* Exercise goal
Filter the entries for the word "window". Copy each line that has it.

* Dataset content
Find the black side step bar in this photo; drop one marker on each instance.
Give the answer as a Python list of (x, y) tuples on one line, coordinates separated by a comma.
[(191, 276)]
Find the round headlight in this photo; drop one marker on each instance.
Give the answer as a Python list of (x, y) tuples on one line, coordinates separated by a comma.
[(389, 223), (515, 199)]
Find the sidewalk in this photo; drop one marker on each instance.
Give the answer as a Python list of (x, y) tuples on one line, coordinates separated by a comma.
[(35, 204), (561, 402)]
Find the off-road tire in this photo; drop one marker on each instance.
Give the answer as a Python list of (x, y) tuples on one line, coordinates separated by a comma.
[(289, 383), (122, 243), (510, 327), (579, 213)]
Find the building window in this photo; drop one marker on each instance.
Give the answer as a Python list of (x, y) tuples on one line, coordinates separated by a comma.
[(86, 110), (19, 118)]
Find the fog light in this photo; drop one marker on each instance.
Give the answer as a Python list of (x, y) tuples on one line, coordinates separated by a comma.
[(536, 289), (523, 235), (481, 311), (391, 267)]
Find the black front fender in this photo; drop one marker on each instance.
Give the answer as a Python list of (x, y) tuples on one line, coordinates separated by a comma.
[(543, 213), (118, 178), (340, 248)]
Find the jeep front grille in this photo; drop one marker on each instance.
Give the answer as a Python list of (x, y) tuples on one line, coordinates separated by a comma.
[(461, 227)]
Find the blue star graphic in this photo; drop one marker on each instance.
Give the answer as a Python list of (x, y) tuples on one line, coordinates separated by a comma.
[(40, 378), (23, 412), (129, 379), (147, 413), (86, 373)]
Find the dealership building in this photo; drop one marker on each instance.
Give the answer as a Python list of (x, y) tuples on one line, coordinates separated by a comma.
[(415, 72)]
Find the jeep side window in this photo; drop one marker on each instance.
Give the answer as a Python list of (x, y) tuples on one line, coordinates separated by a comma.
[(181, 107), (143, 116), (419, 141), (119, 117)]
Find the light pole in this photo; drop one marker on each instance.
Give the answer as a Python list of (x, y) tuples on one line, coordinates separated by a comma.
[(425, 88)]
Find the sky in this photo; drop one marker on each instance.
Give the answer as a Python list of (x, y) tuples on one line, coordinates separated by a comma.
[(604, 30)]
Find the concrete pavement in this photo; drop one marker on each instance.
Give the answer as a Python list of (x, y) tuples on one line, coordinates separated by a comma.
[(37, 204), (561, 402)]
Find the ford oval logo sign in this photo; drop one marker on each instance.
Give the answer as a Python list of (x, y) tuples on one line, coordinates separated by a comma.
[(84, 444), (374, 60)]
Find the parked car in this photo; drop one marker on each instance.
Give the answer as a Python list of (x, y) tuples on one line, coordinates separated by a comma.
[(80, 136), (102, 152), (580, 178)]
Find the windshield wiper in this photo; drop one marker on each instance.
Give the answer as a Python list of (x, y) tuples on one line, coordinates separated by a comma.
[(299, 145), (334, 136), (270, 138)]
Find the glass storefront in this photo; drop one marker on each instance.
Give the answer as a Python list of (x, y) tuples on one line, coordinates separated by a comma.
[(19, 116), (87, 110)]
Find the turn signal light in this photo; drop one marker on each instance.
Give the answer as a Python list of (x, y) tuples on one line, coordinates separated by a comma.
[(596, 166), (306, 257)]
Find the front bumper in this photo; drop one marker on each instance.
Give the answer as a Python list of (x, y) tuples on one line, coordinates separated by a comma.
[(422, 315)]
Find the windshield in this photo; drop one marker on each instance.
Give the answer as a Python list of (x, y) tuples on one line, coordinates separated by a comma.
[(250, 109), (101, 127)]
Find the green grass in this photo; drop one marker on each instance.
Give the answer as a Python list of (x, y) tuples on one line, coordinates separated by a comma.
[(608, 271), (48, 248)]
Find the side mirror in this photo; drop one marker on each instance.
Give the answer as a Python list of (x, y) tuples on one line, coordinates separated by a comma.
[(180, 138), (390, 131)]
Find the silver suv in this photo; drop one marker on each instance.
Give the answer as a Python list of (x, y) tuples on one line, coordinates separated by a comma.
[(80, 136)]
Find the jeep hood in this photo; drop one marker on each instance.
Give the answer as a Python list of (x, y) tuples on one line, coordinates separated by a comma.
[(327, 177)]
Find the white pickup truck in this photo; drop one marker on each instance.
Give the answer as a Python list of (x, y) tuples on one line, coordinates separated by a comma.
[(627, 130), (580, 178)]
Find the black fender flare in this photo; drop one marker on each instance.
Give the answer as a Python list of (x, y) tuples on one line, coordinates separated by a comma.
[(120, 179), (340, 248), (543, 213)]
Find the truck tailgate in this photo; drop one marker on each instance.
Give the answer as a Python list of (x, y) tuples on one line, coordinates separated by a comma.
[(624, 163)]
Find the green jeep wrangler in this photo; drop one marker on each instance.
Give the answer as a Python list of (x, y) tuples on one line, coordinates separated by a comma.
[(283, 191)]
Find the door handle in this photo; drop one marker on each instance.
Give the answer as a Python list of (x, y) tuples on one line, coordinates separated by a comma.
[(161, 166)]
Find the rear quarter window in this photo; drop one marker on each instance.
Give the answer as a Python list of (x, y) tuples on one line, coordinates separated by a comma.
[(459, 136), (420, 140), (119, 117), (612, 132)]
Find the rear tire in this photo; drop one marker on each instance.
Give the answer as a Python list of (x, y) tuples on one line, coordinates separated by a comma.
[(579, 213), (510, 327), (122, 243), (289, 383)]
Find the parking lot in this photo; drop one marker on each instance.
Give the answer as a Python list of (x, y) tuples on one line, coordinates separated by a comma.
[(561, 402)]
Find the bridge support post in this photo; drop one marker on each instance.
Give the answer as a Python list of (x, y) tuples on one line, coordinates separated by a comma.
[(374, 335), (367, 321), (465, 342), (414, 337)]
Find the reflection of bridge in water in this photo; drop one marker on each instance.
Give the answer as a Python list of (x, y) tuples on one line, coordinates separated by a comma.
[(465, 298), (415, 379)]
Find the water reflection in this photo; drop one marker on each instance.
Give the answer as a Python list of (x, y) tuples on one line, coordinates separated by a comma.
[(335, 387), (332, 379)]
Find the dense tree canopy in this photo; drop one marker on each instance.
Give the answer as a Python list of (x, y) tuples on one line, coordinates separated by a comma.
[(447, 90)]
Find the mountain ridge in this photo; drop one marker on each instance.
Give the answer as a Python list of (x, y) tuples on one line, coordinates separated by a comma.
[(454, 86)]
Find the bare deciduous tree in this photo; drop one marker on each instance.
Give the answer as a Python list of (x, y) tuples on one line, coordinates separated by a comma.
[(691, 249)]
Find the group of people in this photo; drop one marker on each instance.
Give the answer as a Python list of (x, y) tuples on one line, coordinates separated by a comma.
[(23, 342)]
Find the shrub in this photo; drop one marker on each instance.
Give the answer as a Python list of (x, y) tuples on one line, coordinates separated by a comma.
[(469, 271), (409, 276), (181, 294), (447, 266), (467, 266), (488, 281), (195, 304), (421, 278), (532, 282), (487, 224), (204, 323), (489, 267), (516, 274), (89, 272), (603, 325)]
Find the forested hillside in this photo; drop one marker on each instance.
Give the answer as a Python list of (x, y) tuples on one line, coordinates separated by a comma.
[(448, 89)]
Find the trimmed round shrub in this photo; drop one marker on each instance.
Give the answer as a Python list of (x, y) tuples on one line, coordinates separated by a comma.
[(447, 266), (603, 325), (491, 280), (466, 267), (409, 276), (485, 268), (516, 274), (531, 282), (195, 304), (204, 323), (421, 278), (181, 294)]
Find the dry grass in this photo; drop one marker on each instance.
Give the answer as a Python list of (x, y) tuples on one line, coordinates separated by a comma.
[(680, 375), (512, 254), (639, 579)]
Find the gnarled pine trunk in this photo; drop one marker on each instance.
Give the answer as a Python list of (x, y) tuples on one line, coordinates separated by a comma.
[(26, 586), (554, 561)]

* Expected output
Find the building window in this photo; drop one marker on each instance.
Find the jeep side window in this photo; drop one marker on each instance.
Find the rear quarter window in this photo; drop one marker on each instance.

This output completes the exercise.